──────── PROVIDED RECORDS ────────

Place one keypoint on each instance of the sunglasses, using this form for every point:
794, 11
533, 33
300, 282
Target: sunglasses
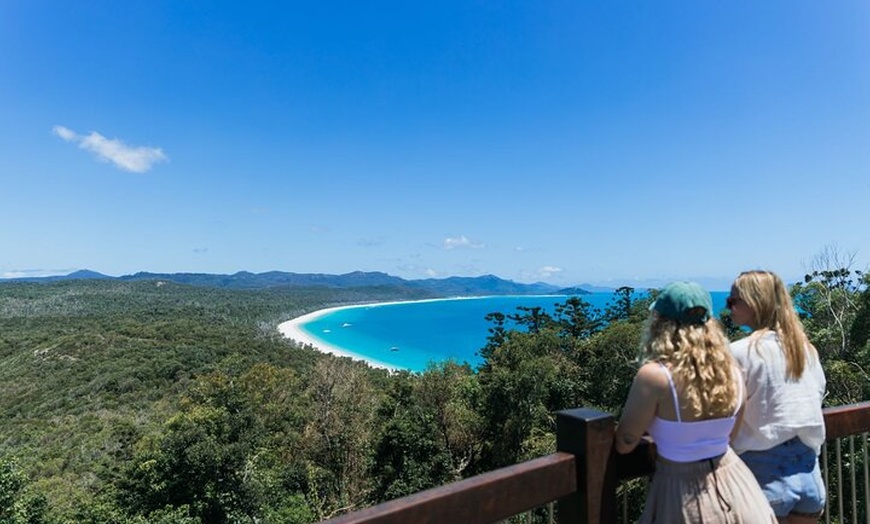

────────

#### [REQUEST]
Report each row above that contains the string "sunglasses". Case counts, so match only that exact capitalization.

#### [OUTPUT]
Place one keypoint on each instance of the sunglasses, using this form for every point:
Target: sunglasses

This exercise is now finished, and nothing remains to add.